Task statement
Set down exactly the lines from the one containing "Request = locate the desert" through the end of the records below, both included, and nothing else.

Provided data
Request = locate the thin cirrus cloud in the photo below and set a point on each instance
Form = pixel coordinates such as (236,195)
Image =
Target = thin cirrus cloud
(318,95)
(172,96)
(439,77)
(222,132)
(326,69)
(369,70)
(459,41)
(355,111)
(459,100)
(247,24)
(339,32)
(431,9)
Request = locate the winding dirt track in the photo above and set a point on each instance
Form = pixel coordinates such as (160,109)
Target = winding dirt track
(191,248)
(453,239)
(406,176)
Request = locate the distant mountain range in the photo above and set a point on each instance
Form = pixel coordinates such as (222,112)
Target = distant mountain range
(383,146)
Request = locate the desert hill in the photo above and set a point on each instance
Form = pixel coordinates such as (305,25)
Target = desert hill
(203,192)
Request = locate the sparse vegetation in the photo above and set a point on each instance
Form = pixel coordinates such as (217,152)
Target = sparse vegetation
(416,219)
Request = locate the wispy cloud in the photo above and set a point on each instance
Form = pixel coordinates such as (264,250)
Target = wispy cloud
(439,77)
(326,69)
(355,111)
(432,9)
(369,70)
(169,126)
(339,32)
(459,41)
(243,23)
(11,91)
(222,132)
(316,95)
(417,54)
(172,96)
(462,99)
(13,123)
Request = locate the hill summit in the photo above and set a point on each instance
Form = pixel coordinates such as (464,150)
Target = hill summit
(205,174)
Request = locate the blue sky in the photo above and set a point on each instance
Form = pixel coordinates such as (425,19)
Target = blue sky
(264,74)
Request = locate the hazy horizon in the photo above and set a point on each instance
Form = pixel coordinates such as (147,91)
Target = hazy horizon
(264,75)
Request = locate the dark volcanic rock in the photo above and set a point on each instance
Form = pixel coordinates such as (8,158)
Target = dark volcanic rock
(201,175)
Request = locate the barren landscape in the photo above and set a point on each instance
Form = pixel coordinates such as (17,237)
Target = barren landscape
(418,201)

The output
Request = locate the desert hill in the photo above and set a point on each instance
Form = pixel coordinates such as (305,25)
Target = desert hill
(203,192)
Request = locate the sparse vegetation in the photo above and set a point on each instance
Form = pixel coordinates such as (217,152)
Target = sparse vegetation
(416,219)
Request = locate the wispy cloud in the photo above and set a point on each instance
Form = pixel coordinates such as (264,250)
Target = wispy cloud
(439,77)
(326,69)
(355,111)
(432,9)
(369,70)
(169,126)
(339,32)
(459,41)
(243,23)
(11,91)
(222,132)
(316,95)
(417,54)
(172,96)
(462,99)
(13,123)
Request = locate the hill summit in the photo above and set a point on each instance
Form = pixel coordinates such as (464,150)
Target = hill summit
(205,174)
Request = locate the blue sky in the photo above and set a point on each instance
Form = pixel coordinates such as (425,19)
Target = blue sky
(264,74)
Request = locate the hazy horizon in the photo above and set a point on each instance
Form = pixel coordinates such as (147,91)
Target = hazy horizon
(264,75)
Request = locate the dark volcanic rock in the photo above and set a point on each instance
Form = pixel coordinates such as (8,158)
Target = dark volcanic rock
(201,175)
Request = locate the barren landscape in the photo above and set a point on each instance
Form = pixel coordinates such as (17,237)
Target = barren landscape
(418,201)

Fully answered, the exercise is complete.